▶ SELECTED EXCERPT
□ □ □ □

Grasping at straws
June 22, 2009

THE GIGLIO
You have to see this to appreciate it: Men of Our Lady of Mount Carmel parish in Williamsburg dancing through the streets with a 65-foot-high, three-ton tower on their shoulders. It’s such an exquisite demonstration of — well, I’m not quite sure what it demonstrates — that it would be sacreligious to question it. Like Jerry Lewis’s career and the popularity of sushi, it just is.
The occasion is a belated celebration of the feast of San Paolino. The feast day is today, but the dance of the giglio will take place on July 12 during the parish’s annual street fair.
My attention was attracted to this, of course, because of the name of the saint. On an English church calendar, one finds him listed as St. Paulinus of Nola. His full name, rendered in Latin, was Pontius Meropius Anicius Paulinus. The dance of the giglio is a tradition that was imported to Brooklyn and a few other spots in these United States from Nola, the Italian city where Paolino was bishop in the fifth century. Although his feast is celebrated with sausage and peppers and zeppoli, he wasn’t Italian. This is part of a pattern in which one national group attaches itself to a saint who actually is from somewhere else: St Anthony of Padua from Portugal, St Nicholas of Bari from what is now Turkey, St Patrick from Britain, for example.

□ □ □ □

▶ GIVEN TASK 1
For each statement, answer yes or no according to the giglio post, and quote the words that decide it: (a) The tower carried through the streets is 65 feet high. (b) The dance of the giglio happens on San Paolino's feast day itself. (c) Paolino was Italian.
▶ GIVEN TASK 2
Answer these questions from the giglio post:
(a) Which parish do the men carrying the tower belong to?
(b) On what date will the dance of the giglio take place?
(c) In which century was Paolino bishop of Nola?
The rows that come next are separate material and have no connection to the giglio post.

□ □ □ □

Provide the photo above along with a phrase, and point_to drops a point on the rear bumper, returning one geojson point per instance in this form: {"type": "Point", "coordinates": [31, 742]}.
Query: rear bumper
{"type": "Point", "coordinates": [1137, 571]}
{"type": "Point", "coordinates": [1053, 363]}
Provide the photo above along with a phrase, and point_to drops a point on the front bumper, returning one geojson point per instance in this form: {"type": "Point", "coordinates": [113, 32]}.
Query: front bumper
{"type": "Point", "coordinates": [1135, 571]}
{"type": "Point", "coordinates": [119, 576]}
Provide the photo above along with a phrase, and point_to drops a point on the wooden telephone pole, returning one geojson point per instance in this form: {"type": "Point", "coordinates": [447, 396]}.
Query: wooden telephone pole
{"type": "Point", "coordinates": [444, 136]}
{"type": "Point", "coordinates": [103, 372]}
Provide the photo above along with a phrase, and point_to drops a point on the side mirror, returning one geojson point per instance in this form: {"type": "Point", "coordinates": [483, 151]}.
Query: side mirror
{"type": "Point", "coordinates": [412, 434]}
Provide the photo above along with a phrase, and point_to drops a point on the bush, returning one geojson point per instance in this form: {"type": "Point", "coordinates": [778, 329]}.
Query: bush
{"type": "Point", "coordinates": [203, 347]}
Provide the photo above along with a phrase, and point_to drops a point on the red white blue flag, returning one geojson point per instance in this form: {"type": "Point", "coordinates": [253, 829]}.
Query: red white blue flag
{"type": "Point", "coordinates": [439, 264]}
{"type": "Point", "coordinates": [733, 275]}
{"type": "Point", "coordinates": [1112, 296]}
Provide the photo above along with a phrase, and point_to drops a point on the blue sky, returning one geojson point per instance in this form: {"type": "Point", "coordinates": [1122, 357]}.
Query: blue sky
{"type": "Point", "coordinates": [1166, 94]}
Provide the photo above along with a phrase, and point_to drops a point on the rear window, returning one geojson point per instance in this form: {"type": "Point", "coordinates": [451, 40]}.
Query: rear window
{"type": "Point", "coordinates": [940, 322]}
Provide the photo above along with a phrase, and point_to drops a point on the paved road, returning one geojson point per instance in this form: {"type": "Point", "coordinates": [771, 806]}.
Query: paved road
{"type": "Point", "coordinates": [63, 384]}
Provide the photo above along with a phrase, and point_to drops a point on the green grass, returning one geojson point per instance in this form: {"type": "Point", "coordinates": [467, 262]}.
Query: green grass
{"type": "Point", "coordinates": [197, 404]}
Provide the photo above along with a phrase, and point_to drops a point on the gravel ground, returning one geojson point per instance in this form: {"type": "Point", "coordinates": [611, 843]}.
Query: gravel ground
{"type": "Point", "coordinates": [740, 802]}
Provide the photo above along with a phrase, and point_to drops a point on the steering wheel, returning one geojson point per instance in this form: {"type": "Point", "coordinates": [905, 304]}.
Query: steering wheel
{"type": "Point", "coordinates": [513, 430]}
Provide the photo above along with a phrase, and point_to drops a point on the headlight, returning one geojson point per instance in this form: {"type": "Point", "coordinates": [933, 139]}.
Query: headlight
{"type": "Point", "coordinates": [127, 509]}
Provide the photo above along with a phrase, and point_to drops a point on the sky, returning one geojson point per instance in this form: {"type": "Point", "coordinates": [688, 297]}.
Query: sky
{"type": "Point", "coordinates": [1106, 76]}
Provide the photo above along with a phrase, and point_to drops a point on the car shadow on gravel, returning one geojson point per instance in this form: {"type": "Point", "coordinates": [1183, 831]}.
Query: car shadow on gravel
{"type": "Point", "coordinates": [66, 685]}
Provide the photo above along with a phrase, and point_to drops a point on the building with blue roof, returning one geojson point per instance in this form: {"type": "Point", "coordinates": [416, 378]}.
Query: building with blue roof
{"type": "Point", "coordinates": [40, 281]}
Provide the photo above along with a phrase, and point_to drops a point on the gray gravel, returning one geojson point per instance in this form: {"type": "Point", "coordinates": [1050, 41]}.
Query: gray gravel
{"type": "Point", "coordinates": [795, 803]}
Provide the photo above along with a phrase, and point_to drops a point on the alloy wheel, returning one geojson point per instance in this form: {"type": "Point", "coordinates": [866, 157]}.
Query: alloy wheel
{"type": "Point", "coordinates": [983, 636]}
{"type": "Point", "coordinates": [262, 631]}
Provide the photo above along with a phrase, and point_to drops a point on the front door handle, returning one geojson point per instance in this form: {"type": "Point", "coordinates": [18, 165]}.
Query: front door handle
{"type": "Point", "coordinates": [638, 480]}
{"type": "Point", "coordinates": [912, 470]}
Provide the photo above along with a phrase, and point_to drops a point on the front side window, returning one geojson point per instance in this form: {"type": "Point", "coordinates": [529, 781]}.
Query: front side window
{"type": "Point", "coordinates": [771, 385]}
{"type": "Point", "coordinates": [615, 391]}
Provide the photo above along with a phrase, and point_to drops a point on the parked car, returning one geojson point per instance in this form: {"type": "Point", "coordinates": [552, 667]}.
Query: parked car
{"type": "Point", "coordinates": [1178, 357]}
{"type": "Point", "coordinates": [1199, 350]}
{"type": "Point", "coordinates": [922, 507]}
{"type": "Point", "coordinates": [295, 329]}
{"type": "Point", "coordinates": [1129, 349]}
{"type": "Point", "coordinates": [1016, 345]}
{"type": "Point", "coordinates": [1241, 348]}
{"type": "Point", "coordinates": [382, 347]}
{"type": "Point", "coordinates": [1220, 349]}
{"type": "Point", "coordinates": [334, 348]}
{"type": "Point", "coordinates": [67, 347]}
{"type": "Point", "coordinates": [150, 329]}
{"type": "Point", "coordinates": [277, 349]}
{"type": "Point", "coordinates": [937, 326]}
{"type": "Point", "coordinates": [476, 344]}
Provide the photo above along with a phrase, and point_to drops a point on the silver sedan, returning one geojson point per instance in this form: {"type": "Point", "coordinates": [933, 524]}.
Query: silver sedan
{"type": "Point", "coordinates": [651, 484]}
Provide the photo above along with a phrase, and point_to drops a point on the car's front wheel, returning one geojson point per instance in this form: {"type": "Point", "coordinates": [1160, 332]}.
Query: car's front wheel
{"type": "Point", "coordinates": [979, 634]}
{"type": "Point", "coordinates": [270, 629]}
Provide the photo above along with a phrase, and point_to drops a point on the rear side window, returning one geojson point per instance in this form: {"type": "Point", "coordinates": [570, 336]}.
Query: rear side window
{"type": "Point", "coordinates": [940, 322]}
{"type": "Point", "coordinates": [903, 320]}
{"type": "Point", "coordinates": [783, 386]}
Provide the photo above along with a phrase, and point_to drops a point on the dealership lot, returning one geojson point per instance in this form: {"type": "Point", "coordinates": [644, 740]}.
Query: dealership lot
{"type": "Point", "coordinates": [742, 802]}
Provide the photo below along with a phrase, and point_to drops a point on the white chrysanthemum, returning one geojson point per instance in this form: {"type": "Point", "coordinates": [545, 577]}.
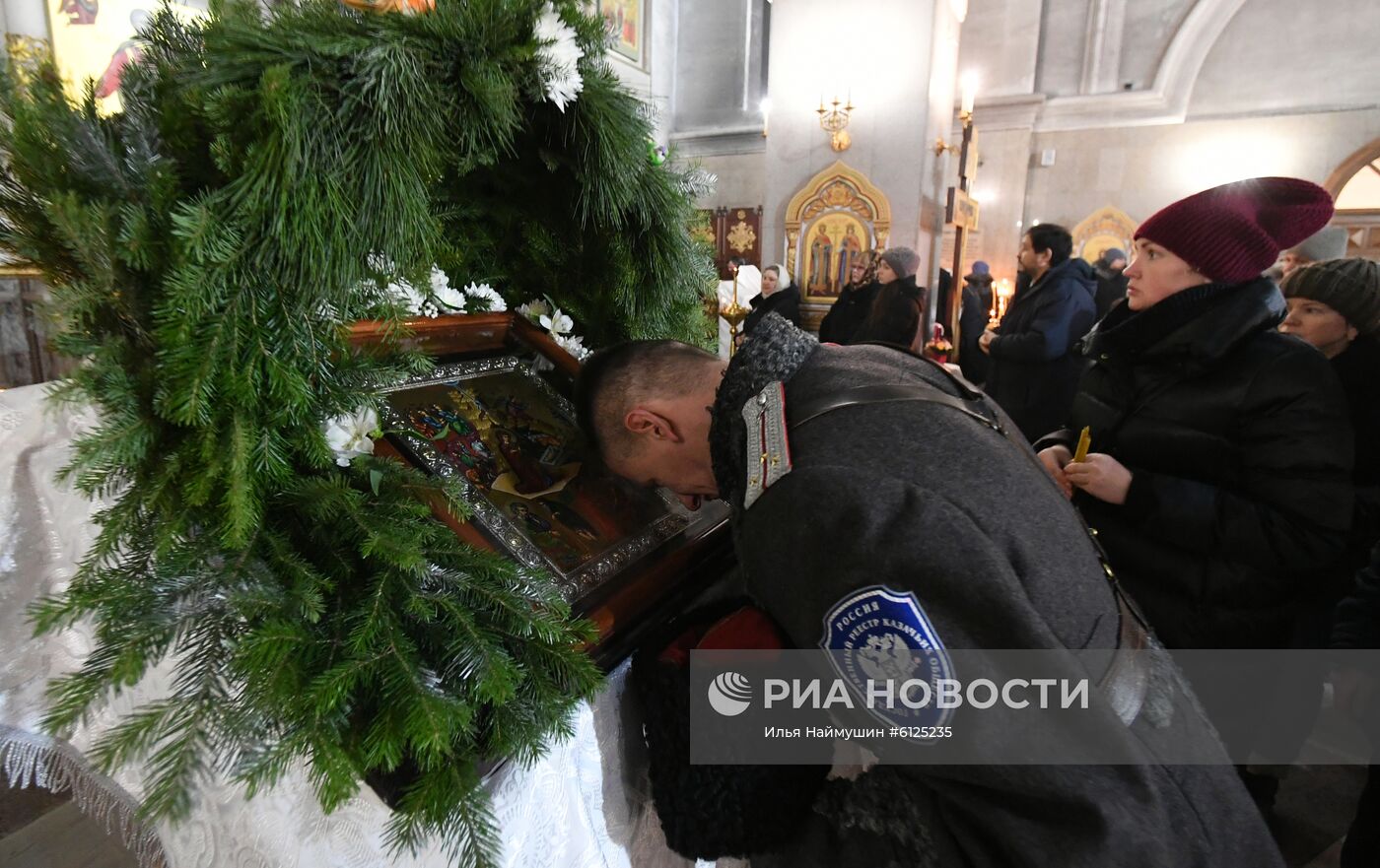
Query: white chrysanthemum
{"type": "Point", "coordinates": [573, 344]}
{"type": "Point", "coordinates": [559, 55]}
{"type": "Point", "coordinates": [349, 434]}
{"type": "Point", "coordinates": [445, 293]}
{"type": "Point", "coordinates": [534, 309]}
{"type": "Point", "coordinates": [558, 323]}
{"type": "Point", "coordinates": [493, 302]}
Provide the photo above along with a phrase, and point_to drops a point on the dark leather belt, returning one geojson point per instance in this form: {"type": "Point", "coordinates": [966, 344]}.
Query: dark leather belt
{"type": "Point", "coordinates": [1127, 681]}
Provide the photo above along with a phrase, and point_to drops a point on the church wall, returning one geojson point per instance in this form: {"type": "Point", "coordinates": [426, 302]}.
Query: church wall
{"type": "Point", "coordinates": [1279, 55]}
{"type": "Point", "coordinates": [1000, 188]}
{"type": "Point", "coordinates": [718, 65]}
{"type": "Point", "coordinates": [820, 51]}
{"type": "Point", "coordinates": [1000, 44]}
{"type": "Point", "coordinates": [741, 182]}
{"type": "Point", "coordinates": [653, 80]}
{"type": "Point", "coordinates": [1144, 168]}
{"type": "Point", "coordinates": [1148, 28]}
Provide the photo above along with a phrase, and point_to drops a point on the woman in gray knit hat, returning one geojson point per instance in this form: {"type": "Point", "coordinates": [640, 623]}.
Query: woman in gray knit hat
{"type": "Point", "coordinates": [1335, 305]}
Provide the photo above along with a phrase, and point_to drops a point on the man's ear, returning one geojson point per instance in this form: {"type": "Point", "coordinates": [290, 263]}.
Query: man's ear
{"type": "Point", "coordinates": [651, 424]}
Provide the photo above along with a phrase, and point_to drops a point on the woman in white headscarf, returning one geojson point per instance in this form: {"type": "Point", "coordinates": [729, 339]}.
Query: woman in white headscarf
{"type": "Point", "coordinates": [777, 297]}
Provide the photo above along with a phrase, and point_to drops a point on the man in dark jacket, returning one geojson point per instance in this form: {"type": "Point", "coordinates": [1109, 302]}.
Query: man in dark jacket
{"type": "Point", "coordinates": [965, 529]}
{"type": "Point", "coordinates": [1358, 696]}
{"type": "Point", "coordinates": [1111, 281]}
{"type": "Point", "coordinates": [977, 305]}
{"type": "Point", "coordinates": [1035, 361]}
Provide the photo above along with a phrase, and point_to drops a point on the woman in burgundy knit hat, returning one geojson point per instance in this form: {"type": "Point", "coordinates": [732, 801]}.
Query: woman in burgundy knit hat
{"type": "Point", "coordinates": [1218, 469]}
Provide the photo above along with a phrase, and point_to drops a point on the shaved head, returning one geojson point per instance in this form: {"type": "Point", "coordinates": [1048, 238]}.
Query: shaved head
{"type": "Point", "coordinates": [616, 379]}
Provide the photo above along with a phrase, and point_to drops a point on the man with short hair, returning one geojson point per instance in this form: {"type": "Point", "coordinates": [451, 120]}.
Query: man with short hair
{"type": "Point", "coordinates": [1035, 362]}
{"type": "Point", "coordinates": [864, 475]}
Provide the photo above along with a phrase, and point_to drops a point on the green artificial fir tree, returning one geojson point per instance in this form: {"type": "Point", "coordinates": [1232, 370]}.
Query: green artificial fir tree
{"type": "Point", "coordinates": [206, 247]}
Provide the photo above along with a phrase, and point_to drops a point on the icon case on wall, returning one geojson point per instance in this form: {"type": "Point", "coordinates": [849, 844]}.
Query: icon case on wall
{"type": "Point", "coordinates": [494, 417]}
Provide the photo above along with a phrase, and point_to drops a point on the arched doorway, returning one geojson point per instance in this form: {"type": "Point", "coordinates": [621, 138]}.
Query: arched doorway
{"type": "Point", "coordinates": [1355, 186]}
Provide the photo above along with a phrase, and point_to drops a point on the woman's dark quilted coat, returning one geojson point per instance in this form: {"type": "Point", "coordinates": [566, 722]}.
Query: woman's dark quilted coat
{"type": "Point", "coordinates": [1241, 450]}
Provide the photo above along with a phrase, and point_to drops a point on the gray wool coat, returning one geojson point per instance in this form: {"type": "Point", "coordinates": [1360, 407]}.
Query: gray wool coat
{"type": "Point", "coordinates": [925, 500]}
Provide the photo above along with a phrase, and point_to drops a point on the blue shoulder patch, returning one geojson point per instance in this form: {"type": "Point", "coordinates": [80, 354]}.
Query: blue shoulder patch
{"type": "Point", "coordinates": [878, 634]}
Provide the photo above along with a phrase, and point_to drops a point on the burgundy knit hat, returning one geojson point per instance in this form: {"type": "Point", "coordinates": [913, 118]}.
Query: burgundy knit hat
{"type": "Point", "coordinates": [1235, 231]}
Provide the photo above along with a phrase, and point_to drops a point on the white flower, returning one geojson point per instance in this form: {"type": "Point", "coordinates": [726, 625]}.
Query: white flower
{"type": "Point", "coordinates": [558, 323]}
{"type": "Point", "coordinates": [534, 309]}
{"type": "Point", "coordinates": [445, 293]}
{"type": "Point", "coordinates": [486, 293]}
{"type": "Point", "coordinates": [572, 344]}
{"type": "Point", "coordinates": [349, 434]}
{"type": "Point", "coordinates": [558, 55]}
{"type": "Point", "coordinates": [416, 302]}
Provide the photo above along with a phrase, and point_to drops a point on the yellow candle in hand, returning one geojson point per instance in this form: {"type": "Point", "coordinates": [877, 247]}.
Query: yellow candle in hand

□ □ □ □

▶ TASK RESPONSE 1
(a) Yes: "a 65-foot-high, three-ton tower"
(b) No: "The feast day is today, but the dance of the giglio will take place on July 12"
(c) No: "he wasn’t Italian"

▶ TASK RESPONSE 2
(a) Our Lady of Mount Carmel parish in Williamsburg
(b) July 12
(c) The fifth century